#### Directions for this task
Please count the lines in the records below that contain the string "framed", treating uppercase and lowercase as different, and reply with only that number.

=======

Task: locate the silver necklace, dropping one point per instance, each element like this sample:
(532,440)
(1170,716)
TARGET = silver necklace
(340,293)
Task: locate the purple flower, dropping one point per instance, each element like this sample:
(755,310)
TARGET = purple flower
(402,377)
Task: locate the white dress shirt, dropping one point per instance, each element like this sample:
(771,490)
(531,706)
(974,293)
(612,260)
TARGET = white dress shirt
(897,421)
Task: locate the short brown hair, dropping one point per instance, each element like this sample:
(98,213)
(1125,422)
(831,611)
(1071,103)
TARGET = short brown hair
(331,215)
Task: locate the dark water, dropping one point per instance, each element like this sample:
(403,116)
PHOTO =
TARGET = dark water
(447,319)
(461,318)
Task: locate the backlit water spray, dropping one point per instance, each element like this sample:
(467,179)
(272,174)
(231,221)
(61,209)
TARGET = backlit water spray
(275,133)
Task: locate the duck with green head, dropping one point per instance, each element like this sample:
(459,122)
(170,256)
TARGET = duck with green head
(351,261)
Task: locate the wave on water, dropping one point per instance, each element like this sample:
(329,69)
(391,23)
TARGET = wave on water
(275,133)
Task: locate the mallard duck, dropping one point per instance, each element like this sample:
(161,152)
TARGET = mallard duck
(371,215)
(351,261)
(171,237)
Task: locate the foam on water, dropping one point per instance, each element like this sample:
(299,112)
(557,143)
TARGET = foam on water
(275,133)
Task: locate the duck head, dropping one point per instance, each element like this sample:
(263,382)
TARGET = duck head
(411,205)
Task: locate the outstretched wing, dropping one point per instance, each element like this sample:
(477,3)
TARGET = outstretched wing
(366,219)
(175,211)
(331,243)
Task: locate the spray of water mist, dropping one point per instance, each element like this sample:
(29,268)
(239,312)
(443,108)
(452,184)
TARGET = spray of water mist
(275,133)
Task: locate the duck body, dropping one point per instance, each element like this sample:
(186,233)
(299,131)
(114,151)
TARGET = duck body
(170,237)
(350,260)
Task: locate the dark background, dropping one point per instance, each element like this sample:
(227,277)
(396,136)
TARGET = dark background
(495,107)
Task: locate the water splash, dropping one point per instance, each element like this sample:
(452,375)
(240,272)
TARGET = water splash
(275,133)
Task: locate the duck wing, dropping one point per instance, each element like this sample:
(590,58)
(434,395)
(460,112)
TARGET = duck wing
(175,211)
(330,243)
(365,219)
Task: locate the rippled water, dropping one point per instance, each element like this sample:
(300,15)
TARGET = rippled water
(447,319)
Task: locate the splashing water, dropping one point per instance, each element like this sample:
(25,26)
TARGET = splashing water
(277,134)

=======

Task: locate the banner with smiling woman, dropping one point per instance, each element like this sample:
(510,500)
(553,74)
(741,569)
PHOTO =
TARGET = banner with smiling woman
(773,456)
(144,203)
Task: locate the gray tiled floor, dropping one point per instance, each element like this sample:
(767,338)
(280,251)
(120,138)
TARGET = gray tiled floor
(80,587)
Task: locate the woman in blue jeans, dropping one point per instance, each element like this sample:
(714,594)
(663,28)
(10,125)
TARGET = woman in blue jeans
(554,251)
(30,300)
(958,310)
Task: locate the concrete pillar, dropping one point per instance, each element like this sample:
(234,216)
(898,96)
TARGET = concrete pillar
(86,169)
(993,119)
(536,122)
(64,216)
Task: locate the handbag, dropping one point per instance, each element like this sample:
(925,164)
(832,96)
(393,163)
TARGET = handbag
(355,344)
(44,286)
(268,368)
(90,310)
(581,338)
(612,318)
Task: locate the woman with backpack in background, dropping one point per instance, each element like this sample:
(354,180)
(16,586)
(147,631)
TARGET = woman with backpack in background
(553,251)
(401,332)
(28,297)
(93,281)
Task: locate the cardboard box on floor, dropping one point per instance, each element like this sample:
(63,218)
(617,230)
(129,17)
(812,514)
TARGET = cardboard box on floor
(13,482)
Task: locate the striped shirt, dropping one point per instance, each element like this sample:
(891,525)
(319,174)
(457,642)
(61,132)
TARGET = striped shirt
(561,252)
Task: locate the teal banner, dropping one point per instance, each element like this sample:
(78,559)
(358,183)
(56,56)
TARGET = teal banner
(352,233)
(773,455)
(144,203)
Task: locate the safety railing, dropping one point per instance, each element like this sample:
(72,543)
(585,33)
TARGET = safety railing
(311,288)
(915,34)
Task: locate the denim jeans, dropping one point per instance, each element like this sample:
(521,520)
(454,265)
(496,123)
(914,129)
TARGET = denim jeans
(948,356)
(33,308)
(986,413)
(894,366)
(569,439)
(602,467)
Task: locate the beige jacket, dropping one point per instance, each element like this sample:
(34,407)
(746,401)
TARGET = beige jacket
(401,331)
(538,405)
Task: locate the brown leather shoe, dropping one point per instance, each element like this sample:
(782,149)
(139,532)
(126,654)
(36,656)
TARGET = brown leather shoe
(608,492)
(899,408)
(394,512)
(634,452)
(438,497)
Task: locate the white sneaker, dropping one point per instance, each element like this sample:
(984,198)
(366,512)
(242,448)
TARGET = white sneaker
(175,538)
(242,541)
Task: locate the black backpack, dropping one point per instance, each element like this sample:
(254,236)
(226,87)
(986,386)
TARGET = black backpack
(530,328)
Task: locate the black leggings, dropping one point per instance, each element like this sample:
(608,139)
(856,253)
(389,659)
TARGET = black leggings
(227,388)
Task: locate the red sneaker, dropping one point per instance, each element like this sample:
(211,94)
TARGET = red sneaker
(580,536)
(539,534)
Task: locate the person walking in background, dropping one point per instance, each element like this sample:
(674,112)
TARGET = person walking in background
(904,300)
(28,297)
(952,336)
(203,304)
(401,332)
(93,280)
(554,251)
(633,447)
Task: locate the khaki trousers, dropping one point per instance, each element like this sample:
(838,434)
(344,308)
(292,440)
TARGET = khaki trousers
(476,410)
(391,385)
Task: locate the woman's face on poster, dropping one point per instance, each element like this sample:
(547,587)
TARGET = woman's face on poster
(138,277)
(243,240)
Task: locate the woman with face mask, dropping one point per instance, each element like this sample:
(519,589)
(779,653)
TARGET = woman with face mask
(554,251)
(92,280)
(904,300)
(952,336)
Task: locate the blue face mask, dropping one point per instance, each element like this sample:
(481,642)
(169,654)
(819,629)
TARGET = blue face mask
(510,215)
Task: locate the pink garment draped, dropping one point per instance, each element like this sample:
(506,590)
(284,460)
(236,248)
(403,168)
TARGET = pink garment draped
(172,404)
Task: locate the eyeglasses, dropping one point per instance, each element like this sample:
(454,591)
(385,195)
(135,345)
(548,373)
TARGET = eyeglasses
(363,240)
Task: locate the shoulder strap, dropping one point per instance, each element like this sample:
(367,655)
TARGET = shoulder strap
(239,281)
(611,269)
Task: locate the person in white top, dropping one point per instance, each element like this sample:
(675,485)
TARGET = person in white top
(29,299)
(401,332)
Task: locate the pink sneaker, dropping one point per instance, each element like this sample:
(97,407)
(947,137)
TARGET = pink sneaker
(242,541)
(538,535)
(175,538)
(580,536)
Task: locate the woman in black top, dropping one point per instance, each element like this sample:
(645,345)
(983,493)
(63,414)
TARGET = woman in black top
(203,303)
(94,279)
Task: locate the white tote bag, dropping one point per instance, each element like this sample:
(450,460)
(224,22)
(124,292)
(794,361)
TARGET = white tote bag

=======

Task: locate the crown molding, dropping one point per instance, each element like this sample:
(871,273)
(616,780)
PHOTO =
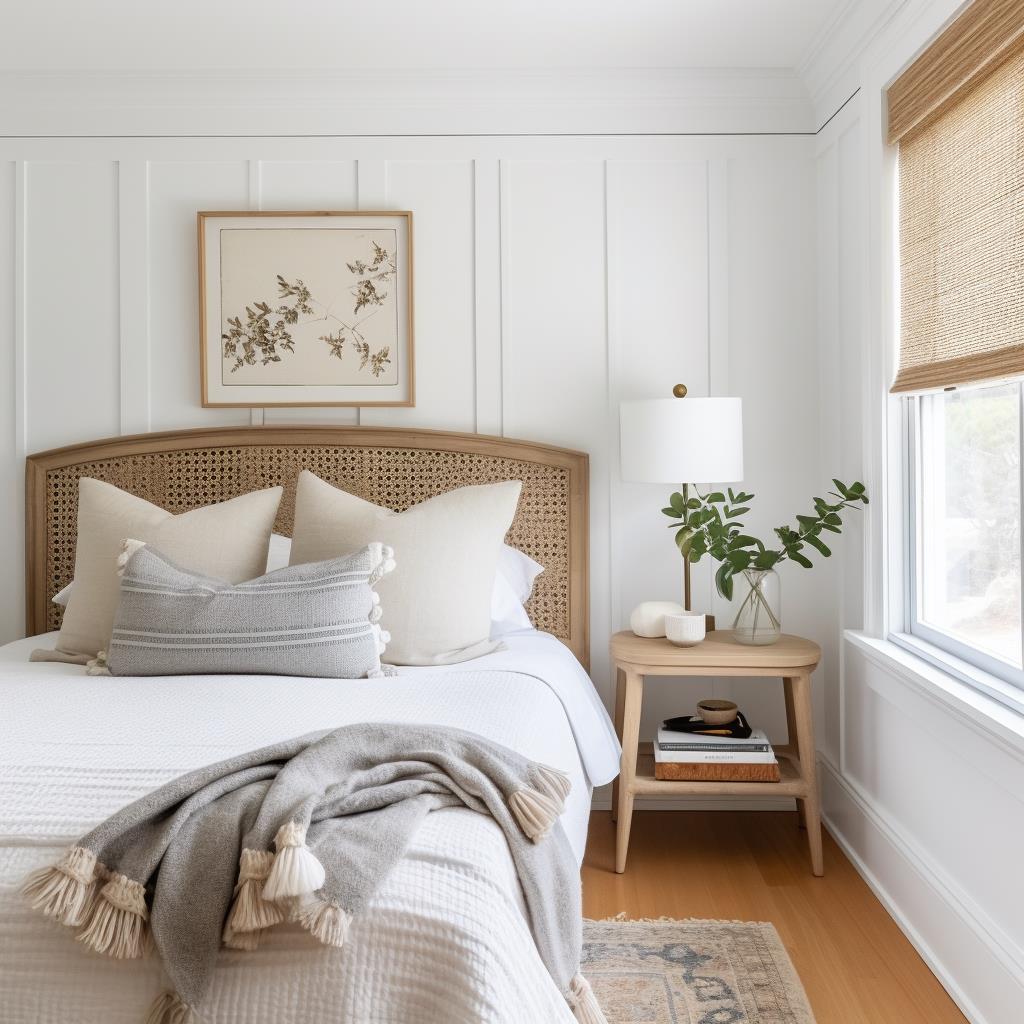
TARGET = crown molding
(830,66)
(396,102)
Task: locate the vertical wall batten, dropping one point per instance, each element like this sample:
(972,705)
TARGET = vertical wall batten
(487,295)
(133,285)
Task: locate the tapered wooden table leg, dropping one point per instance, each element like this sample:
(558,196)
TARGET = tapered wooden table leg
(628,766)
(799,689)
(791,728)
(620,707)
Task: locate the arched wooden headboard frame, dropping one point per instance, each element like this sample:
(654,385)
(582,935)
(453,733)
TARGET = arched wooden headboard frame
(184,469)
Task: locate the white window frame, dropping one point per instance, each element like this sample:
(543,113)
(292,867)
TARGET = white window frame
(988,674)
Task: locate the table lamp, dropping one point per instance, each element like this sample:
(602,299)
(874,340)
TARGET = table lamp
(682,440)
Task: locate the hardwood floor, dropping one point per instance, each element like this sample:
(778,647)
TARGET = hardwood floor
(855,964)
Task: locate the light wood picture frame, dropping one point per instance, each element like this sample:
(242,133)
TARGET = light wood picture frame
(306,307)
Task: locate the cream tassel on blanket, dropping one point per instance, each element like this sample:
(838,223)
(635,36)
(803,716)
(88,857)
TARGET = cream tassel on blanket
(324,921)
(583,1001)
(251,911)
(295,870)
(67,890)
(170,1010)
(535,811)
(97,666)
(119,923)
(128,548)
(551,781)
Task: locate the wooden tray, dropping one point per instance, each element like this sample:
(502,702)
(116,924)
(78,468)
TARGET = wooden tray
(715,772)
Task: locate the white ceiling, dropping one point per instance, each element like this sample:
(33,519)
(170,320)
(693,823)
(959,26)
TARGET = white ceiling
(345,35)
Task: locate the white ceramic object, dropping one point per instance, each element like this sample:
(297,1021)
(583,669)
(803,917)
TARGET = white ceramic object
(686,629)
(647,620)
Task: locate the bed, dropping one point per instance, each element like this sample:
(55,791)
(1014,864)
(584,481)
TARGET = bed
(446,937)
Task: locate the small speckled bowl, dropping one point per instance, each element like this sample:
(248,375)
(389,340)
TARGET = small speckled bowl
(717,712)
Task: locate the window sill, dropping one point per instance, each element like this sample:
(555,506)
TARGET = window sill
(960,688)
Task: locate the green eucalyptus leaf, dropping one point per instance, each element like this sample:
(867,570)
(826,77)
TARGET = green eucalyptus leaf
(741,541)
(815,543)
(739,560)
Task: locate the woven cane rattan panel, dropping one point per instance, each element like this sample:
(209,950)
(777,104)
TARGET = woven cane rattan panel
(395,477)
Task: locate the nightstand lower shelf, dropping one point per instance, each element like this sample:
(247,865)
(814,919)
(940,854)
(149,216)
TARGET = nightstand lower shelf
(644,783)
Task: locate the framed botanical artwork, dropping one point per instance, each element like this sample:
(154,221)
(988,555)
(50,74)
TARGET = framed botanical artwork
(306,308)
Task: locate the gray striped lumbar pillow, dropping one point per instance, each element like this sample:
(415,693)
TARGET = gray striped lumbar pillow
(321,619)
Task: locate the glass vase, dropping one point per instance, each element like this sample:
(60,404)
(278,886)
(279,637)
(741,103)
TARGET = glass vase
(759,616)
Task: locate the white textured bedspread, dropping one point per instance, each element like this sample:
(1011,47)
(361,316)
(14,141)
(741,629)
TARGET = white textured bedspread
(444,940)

=======

#### Solution for this problem
2